• _What you will do_: Extract every line of the listing below and reproduce each one verbatim, keeping the original order.

• _Material for this exercise_:
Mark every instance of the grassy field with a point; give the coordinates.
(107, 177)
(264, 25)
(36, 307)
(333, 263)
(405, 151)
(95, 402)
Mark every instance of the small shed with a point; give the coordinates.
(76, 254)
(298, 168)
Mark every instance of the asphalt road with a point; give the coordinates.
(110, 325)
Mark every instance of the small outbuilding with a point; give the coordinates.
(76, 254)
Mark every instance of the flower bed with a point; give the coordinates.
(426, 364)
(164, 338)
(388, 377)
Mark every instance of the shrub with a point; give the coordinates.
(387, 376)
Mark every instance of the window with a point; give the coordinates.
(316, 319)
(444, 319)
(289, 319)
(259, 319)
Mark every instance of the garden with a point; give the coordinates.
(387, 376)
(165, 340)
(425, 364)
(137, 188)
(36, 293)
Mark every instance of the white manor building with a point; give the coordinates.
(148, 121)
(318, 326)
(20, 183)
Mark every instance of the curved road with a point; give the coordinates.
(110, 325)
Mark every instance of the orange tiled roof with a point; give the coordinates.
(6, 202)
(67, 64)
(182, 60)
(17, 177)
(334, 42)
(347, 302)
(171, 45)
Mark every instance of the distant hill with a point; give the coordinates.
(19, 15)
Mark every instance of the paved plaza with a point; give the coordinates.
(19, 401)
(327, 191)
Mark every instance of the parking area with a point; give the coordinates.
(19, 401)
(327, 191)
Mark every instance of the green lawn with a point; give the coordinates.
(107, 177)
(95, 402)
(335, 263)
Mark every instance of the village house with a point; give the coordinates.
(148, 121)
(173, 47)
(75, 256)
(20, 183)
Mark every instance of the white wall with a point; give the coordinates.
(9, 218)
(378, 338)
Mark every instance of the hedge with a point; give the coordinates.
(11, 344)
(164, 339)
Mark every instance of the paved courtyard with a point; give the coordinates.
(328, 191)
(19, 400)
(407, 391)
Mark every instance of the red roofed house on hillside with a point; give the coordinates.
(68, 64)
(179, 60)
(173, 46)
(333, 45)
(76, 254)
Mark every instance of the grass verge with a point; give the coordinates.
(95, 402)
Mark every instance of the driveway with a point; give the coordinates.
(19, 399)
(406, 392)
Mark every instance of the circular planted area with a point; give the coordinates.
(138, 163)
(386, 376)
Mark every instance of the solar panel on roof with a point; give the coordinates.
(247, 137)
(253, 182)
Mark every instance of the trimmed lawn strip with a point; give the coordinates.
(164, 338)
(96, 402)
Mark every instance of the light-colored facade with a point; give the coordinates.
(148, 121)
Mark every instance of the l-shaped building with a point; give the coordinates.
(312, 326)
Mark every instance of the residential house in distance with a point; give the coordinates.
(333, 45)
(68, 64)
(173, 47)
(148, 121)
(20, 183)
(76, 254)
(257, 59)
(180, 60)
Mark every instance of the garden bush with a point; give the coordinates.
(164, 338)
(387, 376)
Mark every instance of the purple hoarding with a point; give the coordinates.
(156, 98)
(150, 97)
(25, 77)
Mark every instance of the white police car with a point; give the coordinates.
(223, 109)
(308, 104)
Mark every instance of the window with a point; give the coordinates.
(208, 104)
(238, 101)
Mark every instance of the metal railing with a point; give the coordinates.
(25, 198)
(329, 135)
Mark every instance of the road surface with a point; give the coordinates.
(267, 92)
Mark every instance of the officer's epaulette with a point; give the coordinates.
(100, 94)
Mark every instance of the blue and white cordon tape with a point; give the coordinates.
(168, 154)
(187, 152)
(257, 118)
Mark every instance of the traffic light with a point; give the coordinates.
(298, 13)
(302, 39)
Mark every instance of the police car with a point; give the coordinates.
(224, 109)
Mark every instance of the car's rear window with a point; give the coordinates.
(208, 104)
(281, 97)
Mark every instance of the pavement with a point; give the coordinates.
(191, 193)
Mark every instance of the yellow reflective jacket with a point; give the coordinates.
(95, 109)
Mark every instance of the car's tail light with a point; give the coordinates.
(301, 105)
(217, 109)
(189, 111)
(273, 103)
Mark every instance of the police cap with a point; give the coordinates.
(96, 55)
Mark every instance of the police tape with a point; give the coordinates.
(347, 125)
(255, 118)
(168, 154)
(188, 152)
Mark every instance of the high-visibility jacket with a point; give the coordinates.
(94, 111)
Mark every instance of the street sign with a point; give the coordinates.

• _Correct output_:
Mark every instance of the grassy field with a point; give the coordinates.
(107, 177)
(264, 25)
(36, 307)
(333, 263)
(405, 151)
(95, 402)
Mark every instance of the small shed with a point; give the coordinates.
(76, 254)
(298, 168)
Mark every instance of the asphalt road with a point; give the coordinates.
(110, 325)
Mark every instance of the small outbuilding with a point; give the coordinates.
(76, 254)
Mark every instance of the flower bed with a point; give the coordinates.
(426, 364)
(164, 338)
(388, 377)
Mark every instance of the shrub with a point; give the coordinates.
(387, 376)
Mark every instance of the window with a point; give the coordinates.
(316, 319)
(444, 319)
(289, 319)
(259, 319)
Mark every instance of the garden with a point; give the coordinates.
(387, 376)
(165, 340)
(425, 364)
(137, 188)
(36, 293)
Mark every instance of the white manor building with a point; give the coordinates.
(148, 121)
(318, 326)
(20, 183)
Mark every instance of the curved road with a point; give the coordinates.
(110, 325)
Mark every instance of the orange tiled roof with a point; give the coordinates.
(6, 202)
(67, 64)
(182, 60)
(17, 177)
(334, 42)
(347, 302)
(171, 45)
Mark every instance of the distant hill with a point; give the coordinates.
(19, 15)
Mark every instance of the paved plaza with a point; give the coordinates.
(19, 401)
(327, 191)
Mark every instance of the parking area with a point; give the coordinates.
(19, 401)
(327, 191)
Mark every instance of the green lawn with a point; give the coordinates.
(107, 177)
(95, 402)
(335, 263)
Mark every instance of the village house with a point; give the coordinates.
(148, 121)
(173, 47)
(75, 256)
(20, 183)
Mark every instance of the white wall with a point; give the coordinates.
(9, 218)
(378, 338)
Mark every instance of the hedge with a point; give the coordinates.
(11, 344)
(164, 339)
Mark every instance of the paved courtyard with a point; give the coordinates.
(328, 191)
(19, 400)
(407, 391)
Mark every instance of the red roofed house on hillside with a point; give the coordinates.
(68, 64)
(179, 60)
(173, 46)
(333, 45)
(76, 254)
Mark every instance of the grass verge with a point; give the coordinates.
(95, 402)
Mark every instance of the driveway with a point; give the coordinates.
(19, 399)
(406, 392)
Mark every instance of the circular planted area with a point; give the coordinates.
(138, 163)
(386, 376)
Mark every instance of the solar panel on roof with a point; give the coordinates.
(247, 137)
(253, 182)
Mark every instance of the trimmed lawn strip with a point; give the coordinates.
(164, 338)
(96, 402)
Mark every instance of the light-colored facade with a point; give the coordinates.
(148, 121)
Mark every instance of the l-shaped building with a point; give the coordinates.
(312, 326)
Mark every instance of the residential house in distance with a point; give the coordinates.
(333, 45)
(68, 64)
(173, 47)
(148, 121)
(20, 183)
(76, 254)
(257, 59)
(180, 60)
Mark every instance of the garden bush with a point; give the coordinates.
(164, 338)
(387, 376)
Mark every instance of the purple hoarding with a point; give the coordinates.
(156, 98)
(150, 97)
(25, 77)
Mark every instance of the white police car with a point; give the coordinates.
(223, 109)
(308, 104)
Mark every instance of the window with a point; give the coordinates.
(208, 104)
(238, 101)
Mark every instance of the metal railing with a point; give the coordinates.
(25, 198)
(329, 135)
Mark every instance of the road surface with a point; give the coordinates.
(267, 92)
Mark every instance of the officer's epaulette with a point; give the coordinates.
(100, 94)
Mark every instance of the blue and white cordon tape with a point; give the coordinates.
(168, 154)
(187, 152)
(257, 118)
Mark every instance of the traffic light with a point; give the coordinates.
(298, 13)
(302, 39)
Mark every instance of the police car with a point; give the coordinates.
(224, 109)
Mark every instance of the car's rear window with a point; give the coordinates.
(208, 104)
(281, 97)
Mark every instance of the pavement with a point; give the coordinates.
(191, 193)
Mark every instance of the yellow reflective jacket with a point; give the coordinates.
(95, 109)
Mark every instance of the car's tail light with a point; give the coordinates.
(301, 105)
(217, 109)
(189, 111)
(273, 103)
Mark every instance of the police cap with a point; give the coordinates.
(96, 55)
Mark every instance of the police tape with a point; give the coordinates.
(347, 125)
(255, 118)
(168, 154)
(188, 152)
Mark every instance of the high-visibility jacket with a point; give the coordinates.
(94, 111)
Mark every instance of the street sign with a point; give the coordinates.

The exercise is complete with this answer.